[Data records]

________________________

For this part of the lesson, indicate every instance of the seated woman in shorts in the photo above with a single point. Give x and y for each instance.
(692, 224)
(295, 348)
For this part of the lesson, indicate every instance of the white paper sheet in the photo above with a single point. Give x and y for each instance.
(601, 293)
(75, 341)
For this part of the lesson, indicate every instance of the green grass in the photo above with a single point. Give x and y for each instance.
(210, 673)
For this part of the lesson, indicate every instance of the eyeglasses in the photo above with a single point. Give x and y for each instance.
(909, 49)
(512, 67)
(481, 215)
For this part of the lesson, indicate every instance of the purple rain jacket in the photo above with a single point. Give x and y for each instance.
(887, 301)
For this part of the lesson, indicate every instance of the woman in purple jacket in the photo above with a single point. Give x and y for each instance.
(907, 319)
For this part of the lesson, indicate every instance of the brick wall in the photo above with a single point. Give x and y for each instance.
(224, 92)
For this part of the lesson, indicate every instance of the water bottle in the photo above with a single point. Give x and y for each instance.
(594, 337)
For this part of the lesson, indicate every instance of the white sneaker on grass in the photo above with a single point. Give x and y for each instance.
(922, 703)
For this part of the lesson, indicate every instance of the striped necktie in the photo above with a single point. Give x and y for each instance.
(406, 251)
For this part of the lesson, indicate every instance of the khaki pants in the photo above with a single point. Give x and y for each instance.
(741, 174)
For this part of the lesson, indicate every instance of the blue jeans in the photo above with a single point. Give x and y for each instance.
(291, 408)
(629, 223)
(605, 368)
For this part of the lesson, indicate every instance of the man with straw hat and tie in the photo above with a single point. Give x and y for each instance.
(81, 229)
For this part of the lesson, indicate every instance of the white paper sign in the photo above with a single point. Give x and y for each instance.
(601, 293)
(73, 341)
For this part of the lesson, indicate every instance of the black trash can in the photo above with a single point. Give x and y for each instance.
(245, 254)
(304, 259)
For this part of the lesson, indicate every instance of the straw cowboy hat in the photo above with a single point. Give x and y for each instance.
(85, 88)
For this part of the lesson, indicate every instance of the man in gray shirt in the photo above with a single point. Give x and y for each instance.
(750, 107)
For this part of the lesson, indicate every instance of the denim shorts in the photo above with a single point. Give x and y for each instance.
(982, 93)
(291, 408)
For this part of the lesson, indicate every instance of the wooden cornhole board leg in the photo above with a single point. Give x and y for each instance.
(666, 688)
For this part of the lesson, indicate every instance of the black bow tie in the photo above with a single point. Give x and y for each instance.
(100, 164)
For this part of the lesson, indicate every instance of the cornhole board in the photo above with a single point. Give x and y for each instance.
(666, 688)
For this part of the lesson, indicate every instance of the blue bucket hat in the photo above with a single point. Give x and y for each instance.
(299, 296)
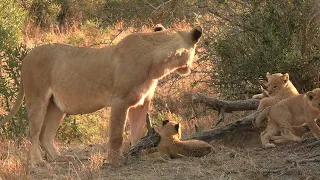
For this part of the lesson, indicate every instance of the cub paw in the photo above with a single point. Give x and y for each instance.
(269, 145)
(115, 159)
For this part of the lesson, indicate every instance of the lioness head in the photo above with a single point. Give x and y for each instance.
(314, 99)
(276, 82)
(170, 129)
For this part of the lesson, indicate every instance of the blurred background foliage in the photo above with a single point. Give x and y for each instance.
(243, 39)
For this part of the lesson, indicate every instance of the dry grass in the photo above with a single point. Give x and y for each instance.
(238, 156)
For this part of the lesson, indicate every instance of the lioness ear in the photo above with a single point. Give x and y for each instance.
(310, 95)
(268, 75)
(177, 126)
(158, 27)
(286, 77)
(196, 34)
(165, 122)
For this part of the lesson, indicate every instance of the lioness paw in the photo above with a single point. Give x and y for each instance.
(269, 145)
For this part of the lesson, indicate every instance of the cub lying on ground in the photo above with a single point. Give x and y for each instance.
(278, 87)
(293, 111)
(171, 146)
(59, 79)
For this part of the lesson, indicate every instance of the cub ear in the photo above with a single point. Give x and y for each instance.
(165, 122)
(285, 77)
(196, 34)
(268, 75)
(177, 127)
(158, 27)
(310, 95)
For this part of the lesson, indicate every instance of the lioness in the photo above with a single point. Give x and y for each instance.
(293, 111)
(278, 87)
(59, 79)
(170, 145)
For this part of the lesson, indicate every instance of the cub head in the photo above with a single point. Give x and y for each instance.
(276, 82)
(170, 129)
(158, 27)
(313, 98)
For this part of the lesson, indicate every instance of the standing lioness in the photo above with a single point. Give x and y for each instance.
(59, 79)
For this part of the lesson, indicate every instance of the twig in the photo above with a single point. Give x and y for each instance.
(196, 117)
(221, 115)
(316, 143)
(156, 8)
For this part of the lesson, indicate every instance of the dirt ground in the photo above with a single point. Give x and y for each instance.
(238, 156)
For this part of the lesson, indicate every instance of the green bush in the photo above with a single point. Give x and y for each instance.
(11, 20)
(11, 60)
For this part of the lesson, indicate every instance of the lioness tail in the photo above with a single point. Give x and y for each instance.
(261, 117)
(16, 105)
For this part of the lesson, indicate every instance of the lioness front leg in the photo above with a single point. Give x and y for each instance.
(118, 118)
(137, 120)
(50, 127)
(36, 112)
(267, 134)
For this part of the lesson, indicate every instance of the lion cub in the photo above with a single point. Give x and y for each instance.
(278, 87)
(293, 111)
(171, 146)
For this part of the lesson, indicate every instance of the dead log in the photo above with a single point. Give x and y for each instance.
(243, 124)
(225, 106)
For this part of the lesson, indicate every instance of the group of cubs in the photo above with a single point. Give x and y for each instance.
(59, 79)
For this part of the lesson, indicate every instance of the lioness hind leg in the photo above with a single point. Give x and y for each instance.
(286, 132)
(116, 127)
(36, 113)
(266, 136)
(51, 124)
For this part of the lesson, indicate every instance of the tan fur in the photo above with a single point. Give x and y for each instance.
(59, 79)
(263, 85)
(278, 87)
(293, 111)
(171, 146)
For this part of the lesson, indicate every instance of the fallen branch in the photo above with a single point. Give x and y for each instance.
(225, 106)
(242, 124)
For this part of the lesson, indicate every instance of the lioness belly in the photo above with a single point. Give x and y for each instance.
(79, 104)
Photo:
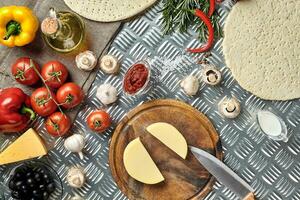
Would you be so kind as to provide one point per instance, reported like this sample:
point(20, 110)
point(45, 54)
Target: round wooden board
point(184, 179)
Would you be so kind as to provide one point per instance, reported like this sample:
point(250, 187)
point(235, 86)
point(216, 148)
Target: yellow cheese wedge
point(170, 136)
point(27, 146)
point(139, 164)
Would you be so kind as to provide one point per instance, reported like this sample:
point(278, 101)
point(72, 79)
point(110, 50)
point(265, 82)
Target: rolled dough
point(108, 10)
point(262, 47)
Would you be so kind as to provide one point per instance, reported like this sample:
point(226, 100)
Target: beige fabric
point(262, 47)
point(108, 10)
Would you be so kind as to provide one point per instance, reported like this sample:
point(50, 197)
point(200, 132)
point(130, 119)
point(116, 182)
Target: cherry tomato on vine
point(57, 124)
point(99, 121)
point(54, 73)
point(42, 102)
point(24, 73)
point(69, 95)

________________________

**PROBLEM DETAILS:** Your task is an exact printout of the records above, with no pictures.

**EXERCISE RESPONSE:**
For this part of the lesson, indicate every instance of the seated woman in shorts in the photo above with a single point. Give x and y for each instance.
(692, 224)
(295, 348)
For this part of the lesson, indicate every instance of the white paper sheet in the photo above with a single point. Give x and y for each instance.
(601, 293)
(75, 341)
For this part of the lesson, indicate every instance of the green grass in the photo above with a single point. Give x and y for each instance.
(210, 673)
For this part of the lesson, indicate every instance of the eyeglasses in the photo above with a single point. Give x and y for each instance.
(909, 49)
(512, 67)
(481, 215)
For this part of the lesson, indicate every instance of the purple rain jacket in the photo above with a single point. Give x and y for each instance.
(887, 301)
For this part of the lesson, indicate every instance of the woman in purple jacket in the photo above with a single point. Give x and y for each instance.
(907, 319)
For this part of the lesson, indicate every instance of the brick wall in the photo above with a single point. Give x and y for each instance.
(224, 92)
For this part of the lesson, indicate every instance of the water bottle in the photo above with a single point. Give x and y for each instance.
(594, 337)
For this part of the lesson, indicate every instance of the white sneaker on grass in the photo above with a single point. Give x and y for each instance.
(922, 703)
For this part of the lesson, indicate every instance of the striped necktie in the photo above with a single point. Give x and y for each instance.
(406, 251)
For this part of the lesson, indicate every instance of the khaki pants in the photo above with a single point. Give x and y for each instance.
(741, 174)
For this part of the lesson, indicate every instance of the blue jeans in the photo above with a single point. Give x and y for each instance.
(291, 408)
(629, 223)
(605, 368)
For this part of the lesson, indicate every instance of the man with straw hat and tie in the photo above with a single point. Give x and y for each instance.
(81, 229)
For this part of the lesson, indicate every instance of the white paper sign in the photo above with a single point. Give x and y for each instance.
(601, 293)
(73, 341)
For this part of the lesson, indicate every instance of the black trash can in the photo above with a single point. Give x and y for each instance.
(245, 254)
(304, 259)
For this part of the lesson, indicate every instance of the straw cowboy hat in the photo above with a single point. Give x and y for each instance.
(85, 88)
For this part of the lesson, indicate every instance of the man in gray shirt in the photo above with a single point. Give x and y for each instance.
(750, 107)
For this part of the lesson, indicate every instance of the denim shorts in the photo above with a single point. Give x and y for each instance.
(982, 93)
(291, 408)
For this part of the lesson, indicate every instance of the wooden cornhole board leg in the photo above with a single point. Give x and y for each instance.
(666, 688)
For this part of the lesson, indicate every instance of the black bow tie in the photo above with a single point. Give x and y for each instance.
(100, 164)
For this part of the lesson, indicate every instance of the cornhole board in the photo above with a single point. Give x and y for each instance.
(666, 688)
For this part of the lesson, indicate every instance of the blue bucket hat in the photo above with a single point. Give x and y for each instance.
(299, 296)
For this part of the lesson, indicate every instance of the cub paw in the photo above with a single point. Give x and y for each instance.
(269, 145)
(115, 159)
For this part of the lesson, indicate every instance of the lioness head in the photo above with a single point. Give x and y for each instance.
(314, 99)
(276, 82)
(170, 129)
For this part of the lesson, indicate every instance of the blurred background foliage in the photo above with a single point. Give x and y for each instance.
(243, 39)
For this part of the lesson, indicate every instance of the dry grass in the photo above with a single point. Give x and y for each instance.
(238, 156)
For this part of the lesson, indicate every instance of the lioness ear in the photo above with a single point. Give x and y for each instance.
(310, 95)
(268, 75)
(177, 126)
(158, 27)
(286, 77)
(196, 34)
(165, 122)
For this part of the lesson, indicate every instance of the lioness paw in the photo above with a single point. Give x and y for each instance.
(269, 145)
For this part of the lesson, indicate every instance of the cub lying on ground in the photo above with a single point. Give x and y for each instance.
(278, 87)
(293, 111)
(171, 146)
(59, 79)
For this part of the lesson, indicate every instance of the cub ear in the photo above with a single point. Give x and y for each instance.
(165, 122)
(285, 77)
(196, 34)
(268, 75)
(177, 127)
(158, 27)
(310, 95)
For this part of the lesson, indicate every instance of the lioness in the photo above with a single point. Give x and y for each instance.
(293, 111)
(278, 87)
(59, 79)
(170, 145)
For this part of the lesson, indicate every instance of the cub head in the photo above with a single point. Give x and y for each instance.
(276, 82)
(170, 129)
(158, 27)
(313, 98)
For this part of the lesson, indicate every instance of the standing lioness in the photo above with a single point. Give x and y for each instance.
(59, 79)
For this part of the lesson, indicate every instance of the twig in the photo above with a single point. Give x and y for each instance.
(196, 117)
(221, 115)
(316, 143)
(156, 8)
For this part of the lesson, indicate every instance of the dirt ground in the photo above with a single point. Give x and y for each instance.
(238, 156)
For this part of the lesson, indicate every instance of the green bush in the photo above with a single point. Give x and y for each instance.
(11, 20)
(11, 60)
For this part of the lesson, indicate every instance of the lioness tail in the photo above with a single point. Give x and y for each instance.
(261, 117)
(16, 105)
For this part of the lesson, indicate every instance of the lioness front leg in the photo above with a single point. Give x and y for each instance.
(118, 118)
(137, 120)
(50, 127)
(36, 112)
(267, 134)
For this part of the lesson, indicate every instance of the lion cub in the photo above with a single point. Give x and y for each instance.
(278, 87)
(293, 111)
(171, 146)
For this part of the lesson, indicate every instance of the dead log in the photo above with a single point. Give x and y for each instance.
(243, 124)
(225, 106)
For this part of the lesson, indicate every instance of the group of cubs in the photo above with a single point. Give x and y for each instance.
(59, 79)
For this part of the lesson, indicate every instance of the lioness hind leg in the photo above with a single point. Give x and y for each instance.
(286, 132)
(116, 127)
(36, 113)
(266, 136)
(51, 124)
For this part of the lesson, indicate every instance of the tan fur in the photo above with a single point. Give x and y for each instance.
(59, 79)
(263, 85)
(278, 87)
(293, 111)
(171, 146)
For this part of the lesson, indicate every instance of the fallen branch in the photo above with a single point. Give x and y for each instance.
(225, 106)
(242, 124)
For this part of the lesson, indicate every instance of the lioness belly in the photo above with a single point. Give x and y for each instance.
(79, 104)
Photo:
Would you be so kind as to provide one point per instance, reported like this sample:
point(20, 110)
point(45, 54)
Target: round wooden board
point(184, 179)
Would you be so kind as to provide one point per instance, reported like this sample:
point(250, 187)
point(235, 86)
point(216, 148)
Target: yellow cheese wedge
point(170, 136)
point(27, 146)
point(139, 164)
Would you be so kind as to provide one point per instance, reported like this sample:
point(278, 101)
point(72, 79)
point(110, 50)
point(265, 82)
Target: rolled dough
point(108, 10)
point(262, 47)
Would you be so kind as to provide one point per instance, reported like this sample:
point(226, 100)
Target: beige fabric
point(262, 47)
point(108, 10)
Would you be so kind as to provide one point per instance, reported like this sample:
point(50, 197)
point(200, 132)
point(130, 119)
point(116, 182)
Target: cherry tomato on vine
point(57, 124)
point(99, 121)
point(54, 73)
point(42, 102)
point(24, 73)
point(69, 95)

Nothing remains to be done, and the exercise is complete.